>> Begin SELECTION

- Born: 19 June 1934 Castlemaine, Victoria, Australia
- Died: 6 August 2019 (aged 85) Northern Rivers, New South Wales, Australia
- Occupations: Actor; director; playwright; teacher;
- Spouse: Georgina Whaley ​(m. 1966)​
- Children: 2

= George Whaley (actor) =

Australian actor, director, and writer (1934–2019)

George Whaley (19 June 1934 – 6 August 2019) was an Australian actor, director and writer, known for his work across theatre and film.

==Early life==
Whaley was born in Castlemaine, Victoria, Australia on 19 June 1934. He initially trained as an engineer, before studying acting with Eileen O’Keefe, who introduced him to the teachings of Stanislavski.

==Career==

===Acting===
Whaley's first professional acting role was in John Osborne's Look Back in Anger in 1960. He went on to perform at Melbourne's Emerald Hill Theatre (which he opened with Wal Cherry in 1962). He performed (and directed) at all the major theatre companies including Melbourne Theatre Company, Nimrod Theatre Company, the Old Tote Theatre, the Griffin Theatre Company and the Belvoir Street Theatre. He notably played Galileo Galilei on stage in the 1980s and 1990s.

>> End SELECTION

(EXERCISE REQUIREMENTS):
**A.** How would you render this sentence from the Whaley biography in Spanish: "He initially trained as an engineer, before studying acting with Eileen O’Keefe, who introduced him to the teachings of Stanislavski."
**B.** Which theatre companies does the Whaley biography list after the word "including"?
You won't need the items that come after the Whaley biography.

>> Begin DATA EXTRACT

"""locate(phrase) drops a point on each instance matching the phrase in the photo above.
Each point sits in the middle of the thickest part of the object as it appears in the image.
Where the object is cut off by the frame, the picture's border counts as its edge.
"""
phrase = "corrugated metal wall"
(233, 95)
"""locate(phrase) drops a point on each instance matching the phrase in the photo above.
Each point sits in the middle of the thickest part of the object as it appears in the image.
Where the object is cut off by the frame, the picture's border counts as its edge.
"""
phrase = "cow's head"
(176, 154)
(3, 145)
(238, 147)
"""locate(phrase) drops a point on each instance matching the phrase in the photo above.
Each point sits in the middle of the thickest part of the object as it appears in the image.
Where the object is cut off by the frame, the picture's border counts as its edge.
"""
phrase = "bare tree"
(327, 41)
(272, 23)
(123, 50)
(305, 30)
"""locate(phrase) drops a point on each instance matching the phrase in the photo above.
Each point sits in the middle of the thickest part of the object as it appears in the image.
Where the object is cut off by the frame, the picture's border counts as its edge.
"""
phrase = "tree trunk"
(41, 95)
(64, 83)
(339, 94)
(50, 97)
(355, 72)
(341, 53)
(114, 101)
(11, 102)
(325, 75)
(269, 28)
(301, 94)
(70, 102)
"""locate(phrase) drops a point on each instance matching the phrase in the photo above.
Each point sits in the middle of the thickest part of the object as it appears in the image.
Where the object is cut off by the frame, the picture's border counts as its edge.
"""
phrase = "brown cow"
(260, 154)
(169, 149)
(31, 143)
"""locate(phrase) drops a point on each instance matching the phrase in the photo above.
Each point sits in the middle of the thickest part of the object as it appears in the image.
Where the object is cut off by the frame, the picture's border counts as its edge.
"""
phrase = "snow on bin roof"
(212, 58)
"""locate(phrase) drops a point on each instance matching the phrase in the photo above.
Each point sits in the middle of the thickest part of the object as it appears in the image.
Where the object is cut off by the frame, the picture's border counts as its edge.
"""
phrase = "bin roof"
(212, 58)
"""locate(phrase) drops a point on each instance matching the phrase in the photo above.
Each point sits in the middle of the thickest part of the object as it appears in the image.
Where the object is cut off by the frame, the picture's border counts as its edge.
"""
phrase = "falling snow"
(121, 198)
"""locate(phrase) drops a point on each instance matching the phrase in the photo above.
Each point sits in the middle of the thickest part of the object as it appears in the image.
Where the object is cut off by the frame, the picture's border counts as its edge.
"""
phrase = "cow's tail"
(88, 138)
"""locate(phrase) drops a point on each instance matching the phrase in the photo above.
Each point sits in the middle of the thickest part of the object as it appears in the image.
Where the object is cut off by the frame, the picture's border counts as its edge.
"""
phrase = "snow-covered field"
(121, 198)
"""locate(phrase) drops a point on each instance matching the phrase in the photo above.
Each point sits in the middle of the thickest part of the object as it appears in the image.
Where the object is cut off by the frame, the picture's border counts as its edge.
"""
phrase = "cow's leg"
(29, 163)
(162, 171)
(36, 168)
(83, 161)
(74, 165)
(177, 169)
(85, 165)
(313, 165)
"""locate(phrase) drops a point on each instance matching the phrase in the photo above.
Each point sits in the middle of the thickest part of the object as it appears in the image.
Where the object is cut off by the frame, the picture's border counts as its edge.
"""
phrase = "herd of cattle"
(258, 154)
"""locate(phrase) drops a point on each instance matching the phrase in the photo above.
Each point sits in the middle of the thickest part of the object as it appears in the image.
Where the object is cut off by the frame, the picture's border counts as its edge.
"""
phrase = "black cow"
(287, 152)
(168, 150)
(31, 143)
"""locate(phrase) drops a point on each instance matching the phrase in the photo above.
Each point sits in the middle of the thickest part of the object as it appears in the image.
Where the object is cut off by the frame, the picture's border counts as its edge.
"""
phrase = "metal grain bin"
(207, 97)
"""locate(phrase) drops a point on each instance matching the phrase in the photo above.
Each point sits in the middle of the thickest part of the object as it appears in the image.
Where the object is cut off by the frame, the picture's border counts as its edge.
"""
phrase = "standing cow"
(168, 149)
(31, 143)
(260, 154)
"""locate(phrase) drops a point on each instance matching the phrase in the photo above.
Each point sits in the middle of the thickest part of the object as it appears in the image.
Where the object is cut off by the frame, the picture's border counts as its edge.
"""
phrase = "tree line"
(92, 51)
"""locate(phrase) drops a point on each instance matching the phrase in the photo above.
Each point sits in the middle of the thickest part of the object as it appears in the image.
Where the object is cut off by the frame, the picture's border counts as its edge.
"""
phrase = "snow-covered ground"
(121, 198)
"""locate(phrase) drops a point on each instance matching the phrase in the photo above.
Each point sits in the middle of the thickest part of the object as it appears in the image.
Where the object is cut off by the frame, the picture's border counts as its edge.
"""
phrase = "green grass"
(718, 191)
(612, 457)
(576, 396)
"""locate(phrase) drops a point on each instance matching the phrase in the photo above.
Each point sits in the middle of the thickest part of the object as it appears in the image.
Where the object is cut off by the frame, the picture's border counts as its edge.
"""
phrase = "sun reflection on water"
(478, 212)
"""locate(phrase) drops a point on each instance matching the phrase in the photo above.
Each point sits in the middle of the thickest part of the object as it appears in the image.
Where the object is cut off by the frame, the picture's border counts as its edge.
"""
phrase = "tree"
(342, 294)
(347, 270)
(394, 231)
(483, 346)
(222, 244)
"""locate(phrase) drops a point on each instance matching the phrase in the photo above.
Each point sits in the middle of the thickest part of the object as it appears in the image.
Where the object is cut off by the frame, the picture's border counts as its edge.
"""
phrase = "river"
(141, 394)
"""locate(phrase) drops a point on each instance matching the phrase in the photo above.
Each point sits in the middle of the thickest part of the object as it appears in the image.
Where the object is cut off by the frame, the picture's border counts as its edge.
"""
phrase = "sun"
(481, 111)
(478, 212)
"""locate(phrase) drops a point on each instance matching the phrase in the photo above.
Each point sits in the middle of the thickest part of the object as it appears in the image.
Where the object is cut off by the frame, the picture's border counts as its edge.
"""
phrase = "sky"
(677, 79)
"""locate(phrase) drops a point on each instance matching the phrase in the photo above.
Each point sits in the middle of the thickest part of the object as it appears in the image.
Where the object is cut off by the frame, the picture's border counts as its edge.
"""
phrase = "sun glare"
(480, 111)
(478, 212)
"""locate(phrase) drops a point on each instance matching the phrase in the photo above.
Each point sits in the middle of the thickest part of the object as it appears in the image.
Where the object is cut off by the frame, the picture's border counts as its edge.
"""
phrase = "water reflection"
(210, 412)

>> End DATA EXTRACT

(OUTPUTS):
**A.** Inicialmente se formó como ingeniero, antes de estudiar actuación con Eileen O’Keefe, quien lo introdujo en las enseñanzas de Stanislavski.

**B.** Melbourne Theatre Company, Nimrod Theatre Company, the Old Tote Theatre, the Griffin Theatre Company, the Belvoir Street Theatre